*Auszug*
◇ ◇ ◇ ◇ ◇

Wann Subjektive Gedächtnisstörungen auf Alzheimer hinweisen

Subjektive Beeinträchtigungen der geistigen Leistungsfähigkeit sind beunruhigend – doch allein noch kein Warnzeichen für Demenz oder Alzheimer – Foto: Foto: © Adobe Stock/ Roger ashford
Mit subjektiven kognitiven Beeinträchtigungen machen viele Menschen Erfahrung. Man wird vergesslicher, findet nicht mehr das richtige Wort oder die Aufmerksamkeitsspanne wird kleiner. Besonders ältere Menschen kennen das Gefühl, dass der Kopf nachlässt. Wenn Ärzte dann mit objektiven Testverfahren keine Minderung der geistigen Leistungsfähigkeit feststellen können, spricht man in der Medizin von „subjektiven kognitiven Beeinträchtigung“. Die Abkürzung SCD ist aus dem englischen Fachausdruck „Subjective Cognitive Decline“ abgeleitet.
Subjektiv kognitiven Beeinträchtigungen bedeuten noch nichts
Wissenschaftler vom Deutschen Zentrum für Neurodegenerative Erkrankungen (DZNE) sind dem Phänomen nun nachgegangen. Demnach kommt es bei vielen Menschen mit subjektiven kognitiven Beeinträchtigungen zu keinem fortschreitenden Verlust der kognitiven Leistung. Das ist die beruhigende Nachricht. „SCD ist ein Risikofaktor, allerdings kein eindeutiges Warnsignal für eine spätere Demenz“, sagt DZNE-Forscher Prof. Frank Jessen, Direktor der Klinik für Psychiatrie und an der Uniklinik Köln.

◇ ◇ ◇ ◇ ◇

*Aufgabenstellung*
Schreiben Sie aus dem Text über subjektive Gedächtnisstörungen die Stelle wortgetreu ab, die mit „Subjektiv kognitiven Beeinträchtigungen“ beginnt und mit „der Uniklinik Köln.“ endet.

◇ ◇ ◇ ◇ ◇

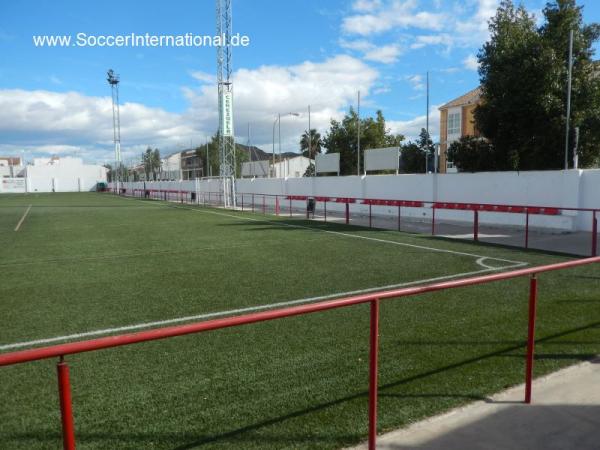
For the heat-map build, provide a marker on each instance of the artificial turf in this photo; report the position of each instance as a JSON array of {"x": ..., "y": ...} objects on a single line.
[{"x": 84, "y": 262}]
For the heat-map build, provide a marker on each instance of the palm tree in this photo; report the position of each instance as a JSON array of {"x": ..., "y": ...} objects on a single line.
[{"x": 315, "y": 143}]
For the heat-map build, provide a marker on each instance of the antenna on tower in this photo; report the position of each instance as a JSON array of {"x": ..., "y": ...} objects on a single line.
[
  {"x": 225, "y": 94},
  {"x": 113, "y": 80}
]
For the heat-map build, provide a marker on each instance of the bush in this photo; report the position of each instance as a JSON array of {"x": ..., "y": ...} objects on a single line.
[{"x": 473, "y": 154}]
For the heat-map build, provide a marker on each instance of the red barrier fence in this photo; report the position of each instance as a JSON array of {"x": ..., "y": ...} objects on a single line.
[
  {"x": 60, "y": 351},
  {"x": 281, "y": 202}
]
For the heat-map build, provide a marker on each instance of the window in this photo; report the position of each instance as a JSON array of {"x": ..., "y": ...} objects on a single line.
[{"x": 453, "y": 123}]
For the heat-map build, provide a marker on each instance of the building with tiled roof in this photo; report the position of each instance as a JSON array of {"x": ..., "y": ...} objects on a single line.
[{"x": 457, "y": 120}]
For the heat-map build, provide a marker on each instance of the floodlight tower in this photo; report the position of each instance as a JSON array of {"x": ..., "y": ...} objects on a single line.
[
  {"x": 113, "y": 80},
  {"x": 225, "y": 95}
]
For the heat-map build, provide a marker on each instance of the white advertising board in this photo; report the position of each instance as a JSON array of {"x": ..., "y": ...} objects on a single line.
[
  {"x": 13, "y": 185},
  {"x": 382, "y": 159},
  {"x": 255, "y": 169},
  {"x": 327, "y": 163}
]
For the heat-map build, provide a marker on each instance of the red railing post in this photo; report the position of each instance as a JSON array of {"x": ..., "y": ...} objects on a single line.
[
  {"x": 527, "y": 228},
  {"x": 594, "y": 234},
  {"x": 66, "y": 406},
  {"x": 530, "y": 337},
  {"x": 373, "y": 353}
]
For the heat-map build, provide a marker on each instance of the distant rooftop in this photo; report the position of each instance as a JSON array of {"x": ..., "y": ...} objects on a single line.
[{"x": 469, "y": 98}]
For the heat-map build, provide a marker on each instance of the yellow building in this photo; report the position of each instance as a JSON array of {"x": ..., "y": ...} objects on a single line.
[{"x": 456, "y": 121}]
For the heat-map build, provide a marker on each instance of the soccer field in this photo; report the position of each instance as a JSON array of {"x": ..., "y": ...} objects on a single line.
[{"x": 80, "y": 266}]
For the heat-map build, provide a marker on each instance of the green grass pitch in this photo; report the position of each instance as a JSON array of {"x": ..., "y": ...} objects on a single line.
[{"x": 87, "y": 263}]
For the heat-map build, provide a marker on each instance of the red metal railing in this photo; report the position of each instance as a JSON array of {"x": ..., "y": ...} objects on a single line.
[{"x": 60, "y": 351}]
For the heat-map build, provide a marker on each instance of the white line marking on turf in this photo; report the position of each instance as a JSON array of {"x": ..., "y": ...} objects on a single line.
[
  {"x": 235, "y": 311},
  {"x": 22, "y": 219},
  {"x": 479, "y": 261}
]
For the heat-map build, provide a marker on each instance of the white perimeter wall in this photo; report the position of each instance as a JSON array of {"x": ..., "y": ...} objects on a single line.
[
  {"x": 64, "y": 177},
  {"x": 562, "y": 189}
]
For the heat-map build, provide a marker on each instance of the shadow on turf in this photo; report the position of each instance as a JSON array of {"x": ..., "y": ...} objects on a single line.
[
  {"x": 241, "y": 434},
  {"x": 301, "y": 224}
]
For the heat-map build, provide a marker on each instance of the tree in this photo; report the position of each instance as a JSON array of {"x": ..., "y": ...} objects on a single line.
[
  {"x": 412, "y": 158},
  {"x": 315, "y": 143},
  {"x": 472, "y": 154},
  {"x": 151, "y": 162},
  {"x": 342, "y": 138},
  {"x": 428, "y": 149},
  {"x": 523, "y": 72}
]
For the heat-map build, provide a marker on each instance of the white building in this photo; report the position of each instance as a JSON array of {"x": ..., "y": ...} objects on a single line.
[
  {"x": 11, "y": 167},
  {"x": 292, "y": 167},
  {"x": 63, "y": 175}
]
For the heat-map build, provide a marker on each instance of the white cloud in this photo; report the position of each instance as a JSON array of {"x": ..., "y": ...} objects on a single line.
[
  {"x": 471, "y": 63},
  {"x": 386, "y": 54},
  {"x": 73, "y": 122},
  {"x": 459, "y": 24},
  {"x": 203, "y": 77},
  {"x": 411, "y": 128},
  {"x": 366, "y": 5},
  {"x": 430, "y": 39},
  {"x": 398, "y": 14},
  {"x": 416, "y": 82},
  {"x": 259, "y": 94},
  {"x": 54, "y": 122}
]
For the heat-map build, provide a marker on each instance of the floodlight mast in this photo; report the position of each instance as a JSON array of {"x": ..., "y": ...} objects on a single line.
[
  {"x": 113, "y": 80},
  {"x": 225, "y": 96}
]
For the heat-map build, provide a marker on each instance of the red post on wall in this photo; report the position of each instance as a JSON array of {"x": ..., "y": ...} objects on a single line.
[
  {"x": 530, "y": 337},
  {"x": 66, "y": 406},
  {"x": 373, "y": 353},
  {"x": 594, "y": 234},
  {"x": 527, "y": 228}
]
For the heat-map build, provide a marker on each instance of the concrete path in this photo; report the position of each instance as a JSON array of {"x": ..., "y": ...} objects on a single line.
[{"x": 564, "y": 414}]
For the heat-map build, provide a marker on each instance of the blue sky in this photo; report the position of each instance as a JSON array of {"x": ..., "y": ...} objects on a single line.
[{"x": 56, "y": 100}]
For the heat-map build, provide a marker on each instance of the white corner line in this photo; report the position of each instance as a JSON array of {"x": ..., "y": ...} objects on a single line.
[
  {"x": 22, "y": 219},
  {"x": 479, "y": 260}
]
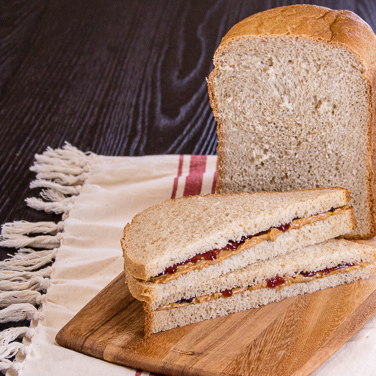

◇ ◇ ◇ ◇ ◇

*Lösung*
Subjektiv kognitiven Beeinträchtigungen bedeuten noch nichts
Wissenschaftler vom Deutschen Zentrum für Neurodegenerative Erkrankungen (DZNE) sind dem Phänomen nun nachgegangen. Demnach kommt es bei vielen Menschen mit subjektiven kognitiven Beeinträchtigungen zu keinem fortschreitenden Verlust der kognitiven Leistung. Das ist die beruhigende Nachricht. „SCD ist ein Risikofaktor, allerdings kein eindeutiges Warnsignal für eine spätere Demenz“, sagt DZNE-Forscher Prof. Frank Jessen, Direktor der Klinik für Psychiatrie und an der Uniklinik Köln.